------ Brano fornito

Sì, lo sappiamo che è una domanda sterile, addirittura stupida, ma la usiamo per cercare di andare oltre al concetto dell’identificazione dell’essere umano, che proprio in questi anni cerca di ridefinirsi e di uscire da schemi e preconcetti. Siamo di fronte allo sviluppo di una coscienza umana che vuole essere più di quello che la scienza riesce a definire ed indicare. È difficile essere inscatolati in cliché e semplificazioni. Tutto questo porta chi si occupa di comunicazione, visiva ma non solo, a trovare nuove strade e nuovi messaggi: chi produce prodotti, servizi e anche idee deve sempre più considerare una situazione molto più sfaccettata e fluida rispetto al come si pensava anche solo pochi anni fa.
Siamo in una fase evolutiva, molto più profonda di quello che sembra: oggi ci si concentra sui dettagli, perché è più difficile guardare in profondità: ci si concede - in nome di una giusta “parità” necessaria e che dobbiamo assolutamente difendere - di inserire un asterisco alla fine di tutte le parole che possono urtare qualcuno se dovessero apparire non rispettose dell’uguaglianza (Gentili signor*, Car* amic*… e così via), ma poi ci si dimentica non solo di confermare in tutte le cose, in tutte le situazioni, in tutti gli equilibri, spesso più concreti e solidi, questo rispetto ed uguaglianza, e ancor di più ci si dimentica (troppo complesso per affrontarlo, alla fine basta fare scena, mica che le rivoluzioni molte persone vogliono davvero farle, solo avere un like) che magari poi quelle parole bisogna pronunciarle a voce e allora… si deve dire:
car-asterisco amic-asterisco…?
Ovviamente è solo un punto di inizio, potremmo parlare di forma (chissà se ciascun individuo sensibile al tema si sentirebbe rappresentato dalla “forma standard” disegnata nella documentazione allegata per gli extraterrestri, chissà se possiamo accettare che la forma stesa della Terra sia quella corretta, oppure se dovremmo discutere anche di questo, come si potrebbe dedurre da questa nuova interpretazione, di cui si può leggere qui)

------------
------ Voci fornite

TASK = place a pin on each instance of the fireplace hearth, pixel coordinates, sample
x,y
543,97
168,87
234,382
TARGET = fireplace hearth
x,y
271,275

------------

▸ **Compiti da svolgere**:
(1) Rispondi a queste domande sul brano sull'identità e la comunicazione:
(a) Chi deve considerare una situazione molto più sfaccettata e fluida rispetto a pochi anni fa?
(b) Che cosa si inserisce alla fine delle parole che potrebbero urtare qualcuno?
(c) Come viene chiamata la forma disegnata nella documentazione allegata per gli extraterrestri?
(2) Per favore, riprendi il brano sull'identità e la comunicazione e scrivine il seguito a partire dall'ultima frase.

▸ **Risposte ai compiti**:
(1)
(a) Chi produce prodotti, servizi e anche idee.
(b) Un asterisco.
(c) La “forma standard”.

(2)
L’essere umano popola la terra da mezzo milione di anni, ma non siamo ancora in grado di definirlo, di spiegarlo, di spiegarcelo. Per questo, proprio in questo momento in cui non solo stiamo vivendo momenti di grandi interrogativi sul “chi siamo” e sul “come vogliamo apparire”, pur rimanendo in un contesto di “realtà umana”, dobbiamo molto riflettere su tutte le evoluzioni che i mondi digitale e virtuale ci stanno aprendo. Abbiamo di fronte delle sfide che poche sparute aziende vorrebbero imporci per disegnare il nostro futuro, così come hanno tentato (e in molti casi ci sono riusciti con il definito Web 2.0) di fare in questi ultimi 20 anni: creare degli universi per “far incontrare le persone” nascondendo quelle che erano le reali intenzioni di trasformarli in prodotti da vendere e da consumare, e che ora cercano di replicare questo schema anche nel web 3.0. In pratica, oggi cercano di proporci, cambiando il nome (e il logo), di passare dal “visitare la pagina di un brand” al “visitare e partecipare al negozio virtuale nel metaverso” dello stesso brand, quindi senza alterare nulla a parte le apparenze, pur di proseguire con il flusso infinito di denaro che entra solo nelle loro tasche.
Il web 3.0 però - e per fortuna - offre (può offrire, se gli esseri umani si accorgono per tempo dell’importanza di questa opportunità di tornare a contare e valere) la decentralizzazione, consentendo di avere un valore, sia come persona che come idee e come proposte. E poter creare un potenziale dialogo con chiunque, poco importa se siano solo amici, potenziali clienti, comunicare con gli extraterrestri generando un dialogo che magari possa creare interazioni diverse da quelle che sembrano molto simili a quelle di Jane e di Tarzan. Magari ci piacerebbe incontrare, in uno di questi metaversi, degli extraterrestri ai quali raccontare di storie e di emozioni e di idee che non si riducono allo spiegare ed indicare che siamo fatti di idrogeno, ossigeno, carbonio, azoto, calcio e fosforo, come se questo fosse l’elemento più importante della nostra esistenza.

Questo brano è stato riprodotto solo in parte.